▶ **Exercise 1**
List every cited source in the acoustics passage, each given once, in the author-and-year form the passage uses.

▶ **Passage given**

+ + + +

Although the majority of the analyzed data were from one day of survey for both areas, with 44% (92 out of 209) analyzed whistles in Beibu Gulf from 22 August, 2014 and 88% (29 out of 33) analyzed whistles in Pearl River Estuary from 5 June, 2014, the data within these days was obtained from many different dolphin groups and participated in a variety of activities. Thus, the analyzed data was representative for the region where they were obtained.

Sound propagation modeling

Depending on local conditions, the spreading loss constant k normally ranges from spherical spreading loss (k = 20) to cylindrical spreading loss (k = 10) (Urick, 1983). The transmission loss coefficient in Pearl River Estuary (mean ± SD: −17.3 ± 1.0; range: from −20.5 to −15.5) followed an almost spherical spreading model and was comparable to that calculated for shallow waters of Koombana Bay in Western Australis of −18, which was derived from playback experiments with variable receiver and sender locations at an approximate homogenous water depth of 5–7 m, using pure tone sounds with a frequency span of 1–7 kHz (Jensen et al., 2012) and the empirical and theoretical derived transmission loss coefficient at the Antarctic Peninsula of −17.8 (Širović, Hildebrand & Wiggins, 2007). The transmission loss coefficient in Beibu Gulf (mean ± SD: −14.6 ± 0.8; range: from −16.5 to −12.1) was equidistant between spherical and cylindrical spreading. The range of the transmission loss coefficient estimated in Pearl River Estuary and Beibu Gulf (Fig. 9) was also comparable to that estimated with a water depth less than 3 m and in mud or sand sediment (k range from −26.6 to −14.5) and in channels with water depth between 3 m and 5.3 m (k range from −24.5 to −12.8) in Sarasota Bay, Florida (Quintana-Rizzo, Mann & Wells, 2006). Therefore, our transmission loss estimates were well within the range of currently published findings in similar habitats.

Acoustic localization

The potential factors that influence the source location include ambient noise in the transmission paths, variability in sound speed in the media (Clark & Ellison, 2000; Tiemann, Porter & Frazer, 2004), multipath arrivals of a signal at the hydrophone (Clark & Ellison, 2000; Hayes et al., 2000), and array configurations (Janik, 2000a). However, we estimated low localization error in both of the Pearl River Estuary and Beibu Gulf, with error percentages (εrms divided by mean localized distance between hydrophone and animal (r)) of 0.3/6.8 = 4.4% and 0.5/8.4 = 5.9%, respectively. Therefore, error due to source localization was not expected to be large in our results.

+ + + +

▶ **Exercise inputs**

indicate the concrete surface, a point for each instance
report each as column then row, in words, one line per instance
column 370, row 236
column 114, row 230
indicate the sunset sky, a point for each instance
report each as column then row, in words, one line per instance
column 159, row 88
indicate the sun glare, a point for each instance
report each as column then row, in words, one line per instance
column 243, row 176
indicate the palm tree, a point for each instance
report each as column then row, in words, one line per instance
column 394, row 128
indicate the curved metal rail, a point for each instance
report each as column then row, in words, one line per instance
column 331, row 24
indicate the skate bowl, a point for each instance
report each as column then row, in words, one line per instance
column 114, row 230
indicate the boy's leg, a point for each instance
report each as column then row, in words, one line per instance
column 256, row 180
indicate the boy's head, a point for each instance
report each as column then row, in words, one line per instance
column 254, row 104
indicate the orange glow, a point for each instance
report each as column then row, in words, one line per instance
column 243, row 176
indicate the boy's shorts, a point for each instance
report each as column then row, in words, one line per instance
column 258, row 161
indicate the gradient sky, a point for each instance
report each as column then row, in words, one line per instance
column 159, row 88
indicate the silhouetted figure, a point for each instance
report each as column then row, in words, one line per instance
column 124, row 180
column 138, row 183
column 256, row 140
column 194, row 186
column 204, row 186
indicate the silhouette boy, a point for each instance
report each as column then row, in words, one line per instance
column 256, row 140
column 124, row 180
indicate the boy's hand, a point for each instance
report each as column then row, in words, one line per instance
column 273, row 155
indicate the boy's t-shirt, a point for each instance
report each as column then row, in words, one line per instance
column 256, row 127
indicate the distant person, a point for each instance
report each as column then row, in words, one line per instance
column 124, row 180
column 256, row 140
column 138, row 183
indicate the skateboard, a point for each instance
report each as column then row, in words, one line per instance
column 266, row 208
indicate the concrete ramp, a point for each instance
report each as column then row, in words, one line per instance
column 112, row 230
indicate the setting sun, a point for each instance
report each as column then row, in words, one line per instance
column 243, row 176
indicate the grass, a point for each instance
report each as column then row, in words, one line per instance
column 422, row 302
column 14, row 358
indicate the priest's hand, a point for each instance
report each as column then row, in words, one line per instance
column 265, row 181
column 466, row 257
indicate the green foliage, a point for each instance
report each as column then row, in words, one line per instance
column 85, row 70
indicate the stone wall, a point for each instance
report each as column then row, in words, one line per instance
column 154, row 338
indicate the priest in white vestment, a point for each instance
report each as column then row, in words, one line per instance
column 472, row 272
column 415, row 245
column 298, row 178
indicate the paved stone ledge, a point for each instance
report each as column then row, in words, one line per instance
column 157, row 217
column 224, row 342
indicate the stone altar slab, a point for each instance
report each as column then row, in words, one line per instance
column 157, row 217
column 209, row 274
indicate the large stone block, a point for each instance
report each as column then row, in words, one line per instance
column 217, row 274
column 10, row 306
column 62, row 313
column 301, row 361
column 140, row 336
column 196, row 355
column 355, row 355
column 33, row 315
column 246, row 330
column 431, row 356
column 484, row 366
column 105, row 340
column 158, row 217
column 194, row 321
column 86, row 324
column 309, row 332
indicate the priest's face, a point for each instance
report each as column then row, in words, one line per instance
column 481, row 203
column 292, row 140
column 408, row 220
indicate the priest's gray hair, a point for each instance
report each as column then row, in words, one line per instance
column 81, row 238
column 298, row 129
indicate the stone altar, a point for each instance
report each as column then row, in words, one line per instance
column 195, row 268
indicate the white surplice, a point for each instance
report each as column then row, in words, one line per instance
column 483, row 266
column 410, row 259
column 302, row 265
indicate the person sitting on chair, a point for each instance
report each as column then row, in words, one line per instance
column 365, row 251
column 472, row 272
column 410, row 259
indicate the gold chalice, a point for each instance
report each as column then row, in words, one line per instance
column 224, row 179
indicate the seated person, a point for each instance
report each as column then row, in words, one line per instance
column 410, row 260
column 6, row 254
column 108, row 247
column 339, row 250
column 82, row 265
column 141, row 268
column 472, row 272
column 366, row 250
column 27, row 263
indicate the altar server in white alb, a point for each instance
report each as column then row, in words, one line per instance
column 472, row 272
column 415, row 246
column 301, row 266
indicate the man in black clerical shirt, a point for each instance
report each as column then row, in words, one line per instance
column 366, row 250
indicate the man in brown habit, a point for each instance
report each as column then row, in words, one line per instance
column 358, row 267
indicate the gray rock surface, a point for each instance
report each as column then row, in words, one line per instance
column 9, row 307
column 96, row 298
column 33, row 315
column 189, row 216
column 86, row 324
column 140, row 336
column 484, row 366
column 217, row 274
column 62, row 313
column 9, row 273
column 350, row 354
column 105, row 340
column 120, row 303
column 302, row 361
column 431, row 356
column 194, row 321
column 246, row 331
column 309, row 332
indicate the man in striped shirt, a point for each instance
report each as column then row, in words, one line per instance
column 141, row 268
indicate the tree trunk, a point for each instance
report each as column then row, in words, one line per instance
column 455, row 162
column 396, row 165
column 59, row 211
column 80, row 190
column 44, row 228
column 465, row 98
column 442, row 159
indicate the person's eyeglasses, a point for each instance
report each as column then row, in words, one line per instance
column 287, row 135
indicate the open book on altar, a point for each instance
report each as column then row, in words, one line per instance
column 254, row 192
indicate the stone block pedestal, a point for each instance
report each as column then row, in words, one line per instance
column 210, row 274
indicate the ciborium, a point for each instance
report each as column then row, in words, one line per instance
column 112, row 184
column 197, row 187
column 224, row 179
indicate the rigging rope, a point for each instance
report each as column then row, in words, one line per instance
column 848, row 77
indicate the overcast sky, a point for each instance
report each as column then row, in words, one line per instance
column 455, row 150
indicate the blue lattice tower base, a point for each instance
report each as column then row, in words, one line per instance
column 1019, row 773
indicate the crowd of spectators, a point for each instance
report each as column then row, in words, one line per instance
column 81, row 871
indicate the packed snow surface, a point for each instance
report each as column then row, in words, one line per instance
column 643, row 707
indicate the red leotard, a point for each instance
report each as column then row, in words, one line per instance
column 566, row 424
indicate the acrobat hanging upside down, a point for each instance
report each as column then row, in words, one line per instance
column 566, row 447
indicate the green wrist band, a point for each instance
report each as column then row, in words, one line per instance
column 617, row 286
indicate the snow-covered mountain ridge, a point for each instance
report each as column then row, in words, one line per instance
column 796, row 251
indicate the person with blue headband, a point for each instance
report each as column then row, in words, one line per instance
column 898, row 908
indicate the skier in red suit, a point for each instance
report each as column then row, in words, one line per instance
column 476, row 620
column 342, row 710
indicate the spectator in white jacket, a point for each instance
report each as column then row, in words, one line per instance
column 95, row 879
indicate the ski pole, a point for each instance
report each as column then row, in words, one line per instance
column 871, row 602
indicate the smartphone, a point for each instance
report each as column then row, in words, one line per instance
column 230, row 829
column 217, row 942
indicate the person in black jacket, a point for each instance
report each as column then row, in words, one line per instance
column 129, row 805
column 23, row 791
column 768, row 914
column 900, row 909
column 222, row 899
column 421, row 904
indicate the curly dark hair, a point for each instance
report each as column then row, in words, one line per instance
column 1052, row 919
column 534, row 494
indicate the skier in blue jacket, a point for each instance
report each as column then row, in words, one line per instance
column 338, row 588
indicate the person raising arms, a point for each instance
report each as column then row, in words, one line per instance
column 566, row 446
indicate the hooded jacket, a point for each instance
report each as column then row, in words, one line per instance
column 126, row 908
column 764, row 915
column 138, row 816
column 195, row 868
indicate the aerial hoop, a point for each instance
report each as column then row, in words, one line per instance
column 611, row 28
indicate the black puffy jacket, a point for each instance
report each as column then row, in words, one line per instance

+ + + +

▶ **Exercise 2**
In the listing, rewrite the lines between the one holding "indicate the blue" and the one holding "column 643, row 707", inclusive, with "snow" changed to "ice".

▶ **Full solution 1**
Urick, 1983
Jensen et al., 2012
Širović, Hildebrand & Wiggins, 2007
Quintana-Rizzo, Mann & Wells, 2006
Clark & Ellison, 2000
Tiemann, Porter & Frazer, 2004
Hayes et al., 2000
Janik, 2000a

▶ **Full solution 2**
indicate the blue lattice tower base, a point for each instance
report each as column then row, in words, one line per instance
column 1019, row 773
indicate the crowd of spectators, a point for each instance
report each as column then row, in words, one line per instance
column 81, row 871
indicate the packed ice surface, a point for each instance
report each as column then row, in words, one line per instance
column 643, row 707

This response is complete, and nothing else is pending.